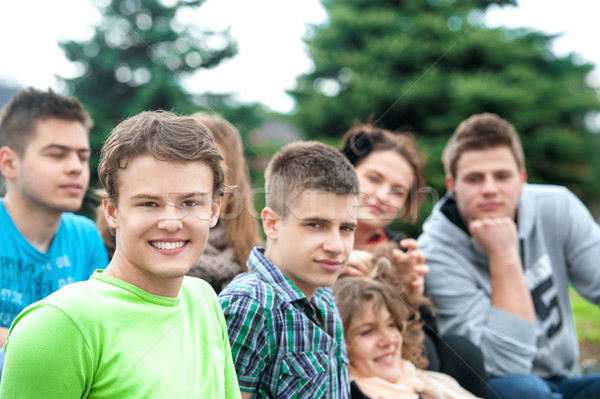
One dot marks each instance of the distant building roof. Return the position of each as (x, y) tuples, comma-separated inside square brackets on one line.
[(274, 130), (6, 94)]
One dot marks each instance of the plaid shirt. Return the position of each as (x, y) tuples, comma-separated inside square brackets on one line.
[(280, 349)]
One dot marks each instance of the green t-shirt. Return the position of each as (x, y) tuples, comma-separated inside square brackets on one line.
[(104, 338)]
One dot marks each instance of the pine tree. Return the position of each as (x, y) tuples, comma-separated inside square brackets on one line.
[(427, 65)]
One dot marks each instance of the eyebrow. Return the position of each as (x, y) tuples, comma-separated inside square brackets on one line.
[(329, 221), (66, 148), (158, 197)]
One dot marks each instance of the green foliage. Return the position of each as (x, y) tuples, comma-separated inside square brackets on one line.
[(428, 65), (136, 60), (587, 318)]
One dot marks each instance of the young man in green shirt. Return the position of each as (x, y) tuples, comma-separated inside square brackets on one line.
[(139, 328)]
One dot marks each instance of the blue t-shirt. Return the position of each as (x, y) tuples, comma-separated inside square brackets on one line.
[(27, 275)]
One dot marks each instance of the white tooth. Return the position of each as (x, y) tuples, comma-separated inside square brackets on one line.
[(168, 245)]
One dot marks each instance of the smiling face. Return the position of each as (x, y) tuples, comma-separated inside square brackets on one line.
[(312, 243), (162, 221), (385, 179), (375, 344), (488, 183), (53, 173)]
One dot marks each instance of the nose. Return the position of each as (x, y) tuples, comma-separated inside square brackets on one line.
[(387, 338), (334, 243), (381, 192), (489, 185), (74, 163), (171, 219)]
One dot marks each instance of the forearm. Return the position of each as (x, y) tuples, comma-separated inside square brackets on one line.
[(3, 335), (509, 288)]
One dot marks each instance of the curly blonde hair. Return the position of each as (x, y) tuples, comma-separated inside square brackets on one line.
[(387, 288)]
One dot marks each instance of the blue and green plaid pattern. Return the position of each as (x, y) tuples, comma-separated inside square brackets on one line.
[(280, 348)]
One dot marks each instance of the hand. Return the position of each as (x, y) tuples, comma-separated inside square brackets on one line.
[(359, 263), (412, 263), (496, 236)]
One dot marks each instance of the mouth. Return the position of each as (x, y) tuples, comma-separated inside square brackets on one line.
[(375, 209), (168, 245), (489, 206), (387, 359), (72, 188), (329, 265)]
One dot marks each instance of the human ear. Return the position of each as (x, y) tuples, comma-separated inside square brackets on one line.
[(110, 212), (9, 162), (450, 185), (215, 212), (270, 223)]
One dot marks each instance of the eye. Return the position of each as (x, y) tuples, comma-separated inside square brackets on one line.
[(364, 333), (397, 191), (348, 229), (84, 157), (57, 155), (373, 179)]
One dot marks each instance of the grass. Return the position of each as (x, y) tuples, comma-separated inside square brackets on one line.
[(587, 318)]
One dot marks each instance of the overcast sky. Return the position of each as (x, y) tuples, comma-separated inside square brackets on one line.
[(271, 52)]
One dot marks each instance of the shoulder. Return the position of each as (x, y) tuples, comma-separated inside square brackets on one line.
[(250, 287), (542, 192), (72, 224), (546, 201)]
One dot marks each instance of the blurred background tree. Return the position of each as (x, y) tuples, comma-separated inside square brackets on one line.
[(424, 66), (137, 60)]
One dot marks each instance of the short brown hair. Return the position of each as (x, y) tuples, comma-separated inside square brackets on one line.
[(306, 165), (164, 136), (481, 132), (27, 107), (360, 141)]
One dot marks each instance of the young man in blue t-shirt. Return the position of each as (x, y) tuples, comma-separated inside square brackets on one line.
[(44, 153)]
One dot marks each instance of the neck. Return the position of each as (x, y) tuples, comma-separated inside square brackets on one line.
[(362, 235), (120, 268), (37, 225)]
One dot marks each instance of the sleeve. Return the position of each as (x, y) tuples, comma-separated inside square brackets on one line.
[(582, 248), (46, 357), (249, 327), (463, 307), (232, 388)]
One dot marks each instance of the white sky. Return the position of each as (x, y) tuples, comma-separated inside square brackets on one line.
[(271, 53)]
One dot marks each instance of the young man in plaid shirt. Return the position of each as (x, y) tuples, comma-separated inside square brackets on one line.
[(284, 327)]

........

[What is being asked]: Reproduce every line of the records above verbatim, omitting the pictures.

[Exercise response]:
One dot marks each instance of the distant building roof. Return the position of each as (x, y) tuples, comma-separated inside square brackets on one line.
[(274, 130), (6, 94)]
One dot marks each instance of the plaid shirt. Return the position of each as (x, y) tuples, comma-separated inside square brackets on one line.
[(280, 349)]
One dot marks each instance of the green t-shirt. Return the position of each as (x, y) tuples, comma-separated inside square brackets on one line.
[(104, 338)]
One dot marks each instance of the pine tree. Return the position of each as (x, y) tuples, comma-separated inside square brackets on one line.
[(427, 65)]
One dot marks each instance of the eyebrow. Return the position of each as (x, y) tuples, comma-separated inside square brackets on one line.
[(329, 221), (66, 148), (158, 197)]
One dot marks each instance of the green foliage. Return the position of each as (x, y) tuples, comma-separated inside square brackets on one line.
[(428, 65), (136, 60), (587, 318)]
One dot marks each instance of the young man in green shirt. Return the position of each as (x, y) tuples, comma-separated inside square brackets on one line.
[(139, 328)]
One dot marks each instance of the blue t-shirt. Return the position of each as (x, y) tuples, comma-separated inside square brackets on one line.
[(27, 275)]
One dot marks each instance of the white tooth. Return the position of each as (x, y) tuples, comma-separated inside square brackets on one line.
[(168, 245)]
One dot marks each instance of the smiling face. Return the position of each as (x, y) tuples, comma-separated inside square brackets on one line.
[(312, 243), (162, 221), (385, 179), (375, 344), (488, 183), (53, 173)]
One dot marks each instance of the nose. Return the position of each as (x, y) tuples, comma-separated inside square brackets on one line.
[(387, 338), (334, 243), (381, 192), (489, 185), (74, 163), (171, 219)]
One dot marks each instance of the forearm. Return the position of each as (x, y) tuples, comma-separated inside square brackets on one line.
[(3, 335), (509, 288)]
One dot marks each instance of the curly blonde hair. Return the position of each as (x, y) tuples, comma-separated inside square brackets on one line.
[(387, 288)]
One dot marks each instance of the blue and green plaid pattern. Return the position of each as (x, y) tuples, comma-separated inside square brackets on one line.
[(280, 348)]
One dot marks each instance of the hand. Return the position of each as (x, y) tuples, comma-separated inside square brackets on one line.
[(359, 263), (412, 263), (496, 236)]
One dot marks each instance of the mouth. Return the position of each as (x, y) tuples, comma-separated inside square brackets on one line.
[(375, 209), (168, 245), (489, 206), (387, 359), (72, 188), (329, 265)]
One dot marks each instance of the human ear. Return the position of each as (x, y) tuples, comma-separated inside square brackets on one line.
[(110, 212), (9, 162), (450, 185), (215, 212), (270, 223)]
One dot marks each instance of the eye. Return the position of each as (x, y) tuples, comma-separated inside square brackets on one line.
[(364, 333), (397, 191), (348, 229), (84, 157), (57, 155), (373, 179)]
One dot marks each instance of the grass. Return the position of each as (x, y) tuples, comma-separated inside square brackets on one line.
[(587, 318)]
One dot marks each instance of the overcast sky. Return the position of each as (x, y) tuples, comma-separated inside square brackets on one line.
[(271, 52)]
One dot marks each instance of the shoulder. Return the position of each as (x, y) tuples, comma-separated inside square brackets on one line.
[(250, 287), (542, 192), (72, 224), (546, 201)]
One dot marks each instance of the blurred background tree. Return the position of each as (x, y) tuples, comma-separated inside square brackets on one line.
[(424, 66), (137, 60)]
One dot marks each instance of the short brown hair. Return the position of each as (x, y) tuples, comma-separated inside square brackets on one line.
[(306, 165), (164, 136), (481, 132), (27, 107), (360, 141)]
One dot marks each instance of the young man in blue t-shirt. Return the position of each as (x, y) tuples, comma-separated inside square brackets on one line.
[(44, 153)]
One dot marks each instance of the neck. Return the position of each as (x, y) tuples, comma-separated inside square brackets on one line.
[(362, 235), (120, 268), (37, 225)]
One dot marks each instance of the sleeve. Return the position of each as (x, y) tuples, comma-separated inside square brackets on one line.
[(582, 248), (46, 357), (249, 327), (463, 307), (232, 388)]
One dot marks each instance of the white sky. Return the position of each as (x, y) tuples, comma-separated inside square brackets on one line.
[(271, 53)]
One dot marks each instance of the young man in plaid shirt. Return the position of each as (x, y) tuples, comma-separated inside square brackets on one line.
[(284, 327)]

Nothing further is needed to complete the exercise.